Only an exact copy of every record counts as an answer.
··· DATASET CONTENT ···
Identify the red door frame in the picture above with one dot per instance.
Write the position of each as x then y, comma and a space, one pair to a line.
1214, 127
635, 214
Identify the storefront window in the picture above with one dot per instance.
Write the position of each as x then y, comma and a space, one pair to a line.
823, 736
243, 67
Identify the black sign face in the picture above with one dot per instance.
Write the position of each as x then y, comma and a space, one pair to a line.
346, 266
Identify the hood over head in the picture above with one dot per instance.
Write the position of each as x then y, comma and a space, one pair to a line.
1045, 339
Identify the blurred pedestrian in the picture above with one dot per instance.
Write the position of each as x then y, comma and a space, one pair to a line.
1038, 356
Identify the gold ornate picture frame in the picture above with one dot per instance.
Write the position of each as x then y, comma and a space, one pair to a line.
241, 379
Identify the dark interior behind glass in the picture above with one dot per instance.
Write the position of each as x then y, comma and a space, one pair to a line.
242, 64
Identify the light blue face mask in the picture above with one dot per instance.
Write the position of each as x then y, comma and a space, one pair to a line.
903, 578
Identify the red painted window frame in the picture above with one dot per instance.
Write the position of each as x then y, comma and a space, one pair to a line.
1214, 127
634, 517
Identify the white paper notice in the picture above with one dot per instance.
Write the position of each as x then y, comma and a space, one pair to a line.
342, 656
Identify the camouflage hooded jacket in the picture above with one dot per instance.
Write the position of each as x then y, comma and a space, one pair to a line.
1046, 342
···
■ **ANSWER TO THE PROBLEM**:
Identify the red door frame in the picture above with one dot per instance.
Write the position of each as x then y, comma and a space, one pair to a line.
1214, 127
635, 214
Identify the storefront window in the picture above with one dot per instance.
Write the position of each as x then y, comma and a space, one pair to a line.
823, 736
243, 67
Identify the black sign face in the picture above with one dot per instance.
Write the position of each as x then y, comma and a space, one pair to a line.
346, 266
Identify the hood over head in the picture above with one dot per instance.
Write the position of each as x then y, comma and a space, one pair to a line.
1045, 339
Identify the blurred pedestrian in the picture above with one dot per instance.
Write the position of each as x then y, comma and a space, one pair to a line.
1038, 356
Identify the gold ornate picture frame in the picture above with one dot per instance.
Write the position of each as x then y, comma and a space, one pair to a line.
241, 379
Identify the dark interior behind glass in the picture above with one dot per instance.
Write the position of each as x then y, comma and a space, one pair to a line.
242, 64
Identify the light blue face mask in the picture above with one dot per instance.
Write the position of each as x then y, comma and a space, one pair to a line.
903, 578
Identify the red painted window frame in the picture above with one dot per instance.
Write the position of each as x then y, comma and a space, one pair to a line.
1214, 127
634, 517
Identify the white paper notice in the picture above with one dot per instance.
Write the position of each as x then y, comma and a space, one pair to a line.
342, 656
Identify the camouflage hooded jacket in the picture above with one dot per instance.
Write the position of each as x then y, comma and a space, one pair to a line.
1046, 342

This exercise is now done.